━━ Selected text

God loves the Dakotas, God loves the Dakotas

Lastly, The Great Spirit promises that the land of the Dakotas will never become so full with people that we will be unable to hear his voice.

Seems like a pretty amazing place, if you ask me.

Dragon Was Terrible

Today I’m sharing a Kelly Dipucchio book that I hadn’t read yet:

Dragon Was Terrible is a hilarious story about a naughty dragon. I mean really naughty. He scribbled in books, chases fluffy ducklings, makes rude graffiti and he burps loudly in church!

He does all kinds of terrible things and finally the king decides it’s enough. He asks the knights to try to tame Dragon but they all fail miserably, and Dragon’s behavior gets worse!

The townspeople try to tame him next but with no better luck. Finally a boy decides to tame him with a story. Dragon pretends to ignore the boy reading his exciting story, but in the end, the story tames him.

Dragon makes new friends and all because of a story. I like that ending!

4 short tales

I’m still working my way through the fairytale book. Today I read four stories that are just one or two pages long, so I’ll stuff them all in one entry.

The Hedgehog and the Hare is about a humble hedgehog and a hare who haughtily insults him. The hedgehog bets the hare that he can win a foot race but needs half an hour to prepare. He goes home and has his wife come back with him. They then go to opposite ends of the field and cheat, pretending to best the hare 75 times. Finally he concedes and the hedgehog feels his honor is restored.

  • I’m not sure cheating is a great message to send, but neither is insulting people.

The Fox and the Geese has a group of geese who have been told by a fox that he’s going to eat them. They ask for an hour’s reprieve to pray. Then they pray so loudly that the farmer comes and scares the fox away.

  • Is there a moral here? Don’t do favors for your dinner??

━━━━
━━ Data extracts

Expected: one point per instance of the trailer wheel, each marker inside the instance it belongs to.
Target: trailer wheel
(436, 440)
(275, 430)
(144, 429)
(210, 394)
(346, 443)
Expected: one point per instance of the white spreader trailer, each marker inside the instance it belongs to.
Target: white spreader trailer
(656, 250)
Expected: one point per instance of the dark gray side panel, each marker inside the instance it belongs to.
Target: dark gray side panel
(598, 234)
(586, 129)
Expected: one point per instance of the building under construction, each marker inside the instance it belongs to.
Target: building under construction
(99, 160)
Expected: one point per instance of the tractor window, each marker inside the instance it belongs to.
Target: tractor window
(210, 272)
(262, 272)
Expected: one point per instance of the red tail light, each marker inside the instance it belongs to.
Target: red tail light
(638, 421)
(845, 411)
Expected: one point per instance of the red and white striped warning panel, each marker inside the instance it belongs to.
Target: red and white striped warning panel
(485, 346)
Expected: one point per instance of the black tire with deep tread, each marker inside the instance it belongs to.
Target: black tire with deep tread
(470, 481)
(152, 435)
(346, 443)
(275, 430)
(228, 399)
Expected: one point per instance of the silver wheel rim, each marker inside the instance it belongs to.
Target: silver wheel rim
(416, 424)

━━━━
━━ Data extracts

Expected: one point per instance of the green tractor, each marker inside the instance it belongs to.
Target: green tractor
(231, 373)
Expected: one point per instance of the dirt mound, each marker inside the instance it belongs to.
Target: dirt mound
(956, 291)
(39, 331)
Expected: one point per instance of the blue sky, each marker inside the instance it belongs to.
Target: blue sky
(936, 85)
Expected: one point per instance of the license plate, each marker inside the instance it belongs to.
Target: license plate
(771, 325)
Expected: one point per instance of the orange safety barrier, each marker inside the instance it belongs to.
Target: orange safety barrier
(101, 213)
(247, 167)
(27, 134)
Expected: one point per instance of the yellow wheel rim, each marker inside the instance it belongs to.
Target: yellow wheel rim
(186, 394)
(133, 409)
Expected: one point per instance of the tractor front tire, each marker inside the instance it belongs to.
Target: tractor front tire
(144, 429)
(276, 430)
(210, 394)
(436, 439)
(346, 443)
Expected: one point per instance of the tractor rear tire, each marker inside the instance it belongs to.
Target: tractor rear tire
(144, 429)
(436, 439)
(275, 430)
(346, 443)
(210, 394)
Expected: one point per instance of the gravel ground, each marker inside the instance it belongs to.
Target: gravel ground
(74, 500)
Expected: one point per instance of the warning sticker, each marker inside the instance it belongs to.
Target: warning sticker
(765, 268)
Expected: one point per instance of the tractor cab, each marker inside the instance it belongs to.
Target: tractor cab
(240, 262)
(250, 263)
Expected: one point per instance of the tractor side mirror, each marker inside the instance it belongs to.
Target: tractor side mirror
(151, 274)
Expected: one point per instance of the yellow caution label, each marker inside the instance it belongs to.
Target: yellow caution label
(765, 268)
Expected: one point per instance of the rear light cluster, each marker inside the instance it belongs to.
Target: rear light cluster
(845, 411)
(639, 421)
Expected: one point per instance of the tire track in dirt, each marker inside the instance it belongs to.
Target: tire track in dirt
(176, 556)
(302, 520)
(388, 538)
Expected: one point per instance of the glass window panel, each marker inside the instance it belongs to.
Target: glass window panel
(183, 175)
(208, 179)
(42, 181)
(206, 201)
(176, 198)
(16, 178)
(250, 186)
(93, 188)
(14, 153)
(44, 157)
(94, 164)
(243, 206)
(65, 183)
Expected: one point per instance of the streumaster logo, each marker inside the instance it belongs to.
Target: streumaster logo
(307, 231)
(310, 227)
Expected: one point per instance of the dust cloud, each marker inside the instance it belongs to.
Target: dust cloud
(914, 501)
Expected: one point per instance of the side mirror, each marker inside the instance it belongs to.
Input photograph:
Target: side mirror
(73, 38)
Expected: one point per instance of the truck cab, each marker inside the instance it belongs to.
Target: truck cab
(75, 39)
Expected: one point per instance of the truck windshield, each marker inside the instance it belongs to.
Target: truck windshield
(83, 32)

━━━━
━━ Data extracts

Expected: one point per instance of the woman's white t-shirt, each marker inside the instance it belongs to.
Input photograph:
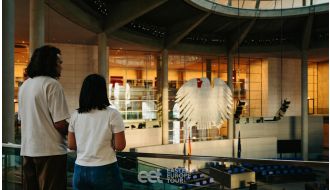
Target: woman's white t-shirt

━━━━

### Problems and tasks
(1) From the reading blog excerpt, repeat the passage from "I’m still working" up to and including "in one entry.".
(2) In the reading blog excerpt, how long a reprieve do the geese ask the fox for, and why?
(3) Rewrite the paragraph of the reading blog excerpt that begins "The Hedgehog and the Hare is about" as a brief list that keeps its main facts.

### Exercise results
(1)
I’m still working my way through the fairytale book. Today I read four stories that are just one or two pages long, so I’ll stuff them all in one entry.

(2) They ask for an hour's reprieve so they can pray.

(3)
- A haughty hare insults a humble hedgehog.
- The hedgehog bets the hare he can win a foot race but asks for half an hour to prepare.
- He brings his wife back with him, and they stand at opposite ends of the field.
- By cheating, they pretend to beat the hare 75 times.
- The hare finally concedes, and the hedgehog feels his honor is restored.